→ About this task: Write out each line of the material exactly as given, and drop the images.
- - -
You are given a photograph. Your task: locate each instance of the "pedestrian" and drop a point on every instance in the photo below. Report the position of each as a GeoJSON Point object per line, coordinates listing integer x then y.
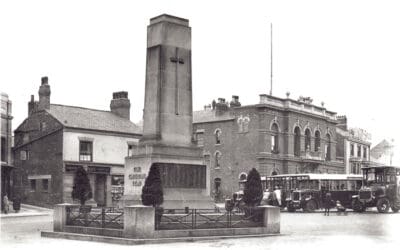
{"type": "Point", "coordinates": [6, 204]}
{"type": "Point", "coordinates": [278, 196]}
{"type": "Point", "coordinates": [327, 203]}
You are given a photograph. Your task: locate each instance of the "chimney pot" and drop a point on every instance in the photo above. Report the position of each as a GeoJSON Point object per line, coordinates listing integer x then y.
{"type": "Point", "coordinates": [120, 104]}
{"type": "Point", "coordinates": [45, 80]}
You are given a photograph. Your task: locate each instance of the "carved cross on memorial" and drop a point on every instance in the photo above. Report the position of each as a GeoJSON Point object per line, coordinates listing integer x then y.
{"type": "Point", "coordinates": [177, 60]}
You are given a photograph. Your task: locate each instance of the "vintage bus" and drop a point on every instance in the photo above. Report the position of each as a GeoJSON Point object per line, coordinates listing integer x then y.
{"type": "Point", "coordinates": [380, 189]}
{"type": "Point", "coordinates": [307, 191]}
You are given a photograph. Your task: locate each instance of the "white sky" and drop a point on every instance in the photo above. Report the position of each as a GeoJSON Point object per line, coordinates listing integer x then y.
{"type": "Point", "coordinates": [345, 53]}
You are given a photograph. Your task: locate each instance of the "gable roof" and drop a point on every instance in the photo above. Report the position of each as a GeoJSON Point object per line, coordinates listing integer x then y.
- - -
→ Answer for this exercise:
You are given a photograph. Your task: locate each instance of the "pedestrian" and drop a point on every instance in the photo below. Report the position of each as a GeoJSON Point object per line, coordinates listing integer x then y.
{"type": "Point", "coordinates": [6, 204]}
{"type": "Point", "coordinates": [278, 196]}
{"type": "Point", "coordinates": [327, 203]}
You are given a photograph. Your task: locate each instance of the "chimney pot" and drop a point on every instance in the photo above. Report the position of each as a GeoJSON Point object per line, coordinates listing integer x then y.
{"type": "Point", "coordinates": [120, 104]}
{"type": "Point", "coordinates": [45, 80]}
You are given a photograph. Your task: locate each instance of the "carved cross on memorial" and drop a point on every instance in the photo above. Report the position of each as a GeoJSON Point object per line, coordinates listing integer x then y.
{"type": "Point", "coordinates": [177, 60]}
You are given a photograph. Your task: locate each instance of the "vintage bus" and drop a point on every instance in the photo above. Report the position of each as a GeoJSON Point object per line, coordinates listing integer x then y.
{"type": "Point", "coordinates": [380, 189]}
{"type": "Point", "coordinates": [307, 191]}
You are given a photograph. Your task: locate each instance of the "white sky" and drop a point on every instance in the photo above. Report the position of each as a GeoJSON Point object per line, coordinates listing integer x then y.
{"type": "Point", "coordinates": [345, 53]}
You are given a photograph. Your task: locate each instance of the "gable roof" and drop a point on every instance in the photo above. Report the position of each as a GeoJSON Point object per line, coordinates listing integer x then y.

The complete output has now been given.